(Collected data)
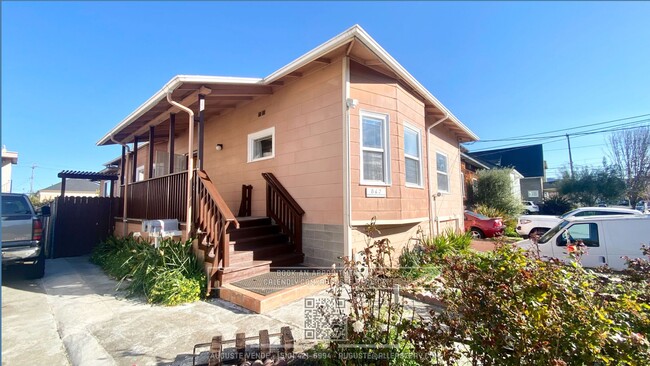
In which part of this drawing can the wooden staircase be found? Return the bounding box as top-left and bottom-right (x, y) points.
(193, 170), (305, 294)
(223, 216), (304, 283)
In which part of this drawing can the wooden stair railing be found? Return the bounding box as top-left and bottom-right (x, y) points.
(261, 172), (305, 255)
(194, 169), (239, 294)
(237, 184), (253, 217)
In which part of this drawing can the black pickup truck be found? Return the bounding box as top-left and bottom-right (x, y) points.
(1, 193), (47, 278)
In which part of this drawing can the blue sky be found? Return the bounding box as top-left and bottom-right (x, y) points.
(3, 2), (650, 193)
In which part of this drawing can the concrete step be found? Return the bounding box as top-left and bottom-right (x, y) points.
(219, 260), (271, 284)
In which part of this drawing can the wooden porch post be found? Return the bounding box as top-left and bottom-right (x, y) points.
(60, 177), (66, 198)
(148, 126), (155, 179)
(132, 137), (139, 183)
(198, 94), (205, 170)
(168, 113), (175, 174)
(120, 146), (126, 186)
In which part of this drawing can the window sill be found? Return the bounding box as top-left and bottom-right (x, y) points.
(405, 183), (424, 189)
(248, 155), (275, 163)
(360, 181), (391, 187)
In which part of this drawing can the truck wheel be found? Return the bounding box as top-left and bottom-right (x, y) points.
(25, 254), (45, 280)
(469, 228), (484, 239)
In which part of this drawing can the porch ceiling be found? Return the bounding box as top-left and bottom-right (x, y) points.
(104, 82), (276, 145)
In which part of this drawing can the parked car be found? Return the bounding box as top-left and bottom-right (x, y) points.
(636, 200), (649, 213)
(1, 193), (48, 279)
(516, 206), (643, 238)
(522, 201), (539, 214)
(516, 215), (650, 270)
(464, 210), (505, 239)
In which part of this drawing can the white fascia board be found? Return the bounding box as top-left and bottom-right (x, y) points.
(96, 75), (264, 146)
(350, 27), (479, 142)
(262, 24), (478, 141)
(461, 152), (491, 170)
(263, 25), (362, 84)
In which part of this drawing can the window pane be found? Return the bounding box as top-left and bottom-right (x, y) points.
(404, 128), (419, 157)
(363, 151), (384, 181)
(254, 136), (273, 159)
(362, 118), (383, 149)
(405, 157), (420, 185)
(436, 153), (447, 173)
(437, 172), (449, 192)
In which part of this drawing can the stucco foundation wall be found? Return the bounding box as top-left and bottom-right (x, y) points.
(350, 221), (429, 266)
(349, 62), (430, 222)
(302, 223), (345, 268)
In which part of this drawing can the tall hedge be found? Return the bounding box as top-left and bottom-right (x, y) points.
(475, 168), (523, 218)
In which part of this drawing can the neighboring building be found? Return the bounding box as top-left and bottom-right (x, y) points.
(96, 25), (478, 297)
(468, 144), (546, 203)
(461, 152), (523, 207)
(2, 146), (18, 193)
(37, 179), (100, 201)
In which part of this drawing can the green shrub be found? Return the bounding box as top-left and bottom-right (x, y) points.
(540, 195), (575, 215)
(91, 236), (205, 305)
(406, 243), (650, 365)
(475, 168), (524, 218)
(420, 229), (471, 261)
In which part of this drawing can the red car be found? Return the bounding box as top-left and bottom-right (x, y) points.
(464, 210), (505, 239)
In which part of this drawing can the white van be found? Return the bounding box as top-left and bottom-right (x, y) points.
(516, 215), (650, 270)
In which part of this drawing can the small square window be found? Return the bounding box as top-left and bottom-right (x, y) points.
(248, 127), (275, 163)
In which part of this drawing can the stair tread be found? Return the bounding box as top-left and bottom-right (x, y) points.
(222, 260), (271, 272)
(229, 233), (288, 245)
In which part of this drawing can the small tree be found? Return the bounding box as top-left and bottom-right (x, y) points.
(474, 168), (523, 218)
(557, 165), (625, 206)
(608, 126), (650, 205)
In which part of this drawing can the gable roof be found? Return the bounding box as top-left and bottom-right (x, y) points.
(39, 179), (99, 193)
(468, 144), (545, 178)
(97, 25), (478, 146)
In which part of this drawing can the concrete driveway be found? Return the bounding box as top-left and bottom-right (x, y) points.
(2, 257), (327, 365)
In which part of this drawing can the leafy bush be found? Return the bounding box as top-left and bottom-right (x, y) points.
(91, 236), (205, 305)
(406, 242), (650, 365)
(398, 229), (470, 280)
(324, 219), (419, 365)
(475, 168), (524, 218)
(539, 195), (575, 215)
(474, 204), (506, 219)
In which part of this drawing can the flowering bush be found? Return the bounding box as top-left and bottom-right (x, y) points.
(326, 218), (419, 365)
(406, 242), (650, 365)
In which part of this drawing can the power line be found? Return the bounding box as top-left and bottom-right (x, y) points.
(467, 113), (650, 144)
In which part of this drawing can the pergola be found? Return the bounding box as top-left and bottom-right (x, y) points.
(57, 170), (119, 197)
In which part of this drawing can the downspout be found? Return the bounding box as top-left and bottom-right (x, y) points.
(110, 135), (131, 237)
(166, 90), (195, 235)
(426, 113), (449, 236)
(342, 56), (352, 260)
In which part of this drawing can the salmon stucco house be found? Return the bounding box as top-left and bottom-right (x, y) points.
(97, 25), (478, 299)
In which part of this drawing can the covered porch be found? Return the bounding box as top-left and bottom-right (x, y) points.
(97, 77), (314, 297)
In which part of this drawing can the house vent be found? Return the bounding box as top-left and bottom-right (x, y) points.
(258, 110), (266, 118)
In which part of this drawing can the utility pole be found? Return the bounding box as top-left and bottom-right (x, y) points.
(29, 164), (37, 194)
(566, 134), (575, 178)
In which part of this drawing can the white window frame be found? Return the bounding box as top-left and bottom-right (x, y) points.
(403, 122), (423, 188)
(435, 151), (449, 194)
(359, 111), (391, 186)
(247, 127), (275, 163)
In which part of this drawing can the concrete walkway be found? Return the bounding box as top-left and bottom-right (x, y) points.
(2, 266), (71, 366)
(2, 256), (434, 365)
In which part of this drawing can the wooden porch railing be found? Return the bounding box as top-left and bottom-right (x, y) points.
(237, 185), (253, 217)
(262, 172), (305, 254)
(194, 169), (239, 293)
(124, 171), (187, 221)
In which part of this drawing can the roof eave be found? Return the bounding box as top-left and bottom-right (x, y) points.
(96, 76), (263, 146)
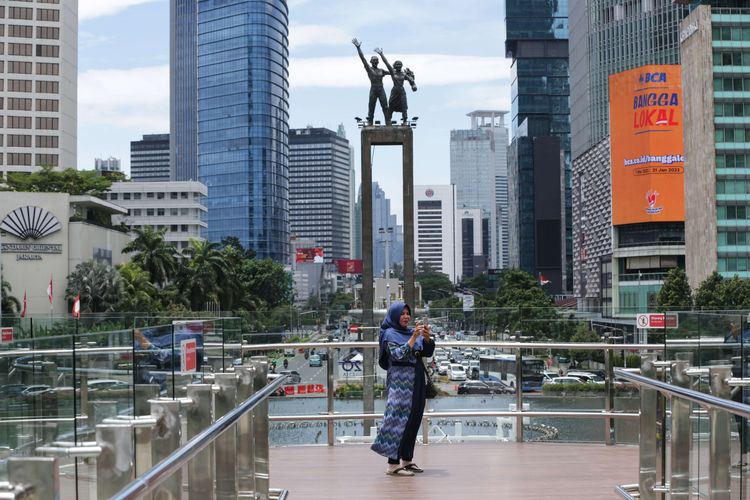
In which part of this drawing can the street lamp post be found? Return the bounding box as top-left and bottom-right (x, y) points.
(378, 227), (394, 308)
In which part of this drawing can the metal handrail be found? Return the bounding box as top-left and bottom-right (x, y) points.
(615, 368), (750, 419)
(111, 374), (288, 500)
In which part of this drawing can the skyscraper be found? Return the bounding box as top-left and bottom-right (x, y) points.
(506, 0), (571, 294)
(130, 134), (170, 182)
(289, 127), (352, 261)
(569, 1), (689, 315)
(196, 0), (290, 261)
(170, 0), (198, 182)
(413, 185), (460, 282)
(0, 0), (77, 179)
(450, 110), (508, 271)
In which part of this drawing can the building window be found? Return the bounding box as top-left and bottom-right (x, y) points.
(6, 134), (31, 147)
(35, 153), (58, 166)
(7, 25), (32, 38)
(36, 8), (59, 22)
(157, 208), (165, 216)
(123, 193), (131, 200)
(7, 116), (31, 129)
(110, 193), (118, 200)
(9, 7), (33, 20)
(7, 79), (32, 92)
(157, 192), (165, 199)
(8, 42), (32, 55)
(133, 193), (141, 200)
(36, 62), (58, 75)
(35, 117), (58, 129)
(36, 80), (59, 93)
(35, 135), (58, 148)
(36, 44), (59, 57)
(7, 153), (31, 165)
(7, 98), (31, 111)
(146, 209), (154, 216)
(8, 61), (32, 74)
(36, 26), (59, 39)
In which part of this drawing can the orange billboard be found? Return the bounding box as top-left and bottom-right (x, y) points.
(609, 65), (684, 225)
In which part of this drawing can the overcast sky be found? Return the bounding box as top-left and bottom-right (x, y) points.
(78, 0), (512, 220)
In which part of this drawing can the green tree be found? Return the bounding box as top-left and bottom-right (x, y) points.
(328, 292), (354, 310)
(494, 269), (556, 339)
(117, 262), (160, 313)
(0, 166), (125, 196)
(65, 260), (123, 313)
(416, 269), (453, 304)
(1, 280), (21, 316)
(567, 324), (604, 364)
(720, 276), (750, 309)
(656, 267), (693, 311)
(178, 239), (228, 310)
(694, 272), (725, 310)
(122, 226), (178, 286)
(242, 258), (292, 310)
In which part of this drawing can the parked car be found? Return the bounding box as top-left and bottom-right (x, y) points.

§ TASK STATEMENT
Output only a verbatim copy of the lines spanning from the line that contains "In which part of this drawing can the building" to the end of the records above.

§ TASK SOLUTION
In which part of this drawing can the building window be found? Return the bounding box as top-left and bottom-right (x, y) points.
(6, 134), (31, 147)
(35, 153), (58, 166)
(7, 25), (32, 38)
(36, 8), (59, 22)
(157, 208), (165, 216)
(123, 193), (131, 200)
(7, 116), (31, 129)
(110, 193), (118, 200)
(9, 7), (33, 20)
(7, 79), (32, 92)
(157, 192), (165, 199)
(8, 42), (32, 55)
(133, 193), (141, 200)
(36, 62), (58, 75)
(35, 117), (58, 129)
(36, 80), (59, 93)
(35, 135), (58, 148)
(36, 44), (59, 57)
(7, 153), (31, 165)
(7, 98), (31, 111)
(146, 209), (154, 216)
(8, 61), (32, 74)
(36, 26), (59, 39)
In which part of this drawing can the orange billboard be found? Return the bounding box as top-left and bottom-right (x, y) points.
(609, 65), (684, 225)
In which part of this drawing can the overcast sky be found? Return the bounding box as top-left and bottom-right (x, y) points.
(78, 0), (512, 220)
In which part of this drawing can the green tree be found? Return the bounding box as top-left and bottom-right (x, y) points.
(328, 292), (354, 310)
(494, 269), (556, 339)
(117, 262), (160, 313)
(0, 166), (125, 196)
(65, 260), (123, 313)
(416, 269), (453, 304)
(1, 280), (21, 316)
(567, 324), (604, 364)
(720, 276), (750, 309)
(656, 267), (693, 311)
(178, 239), (228, 310)
(694, 272), (725, 310)
(122, 226), (178, 286)
(242, 258), (292, 310)
In which part of this drawing can the parked car be found? Return the bounding box as top-left and bottom-right (x, y) points.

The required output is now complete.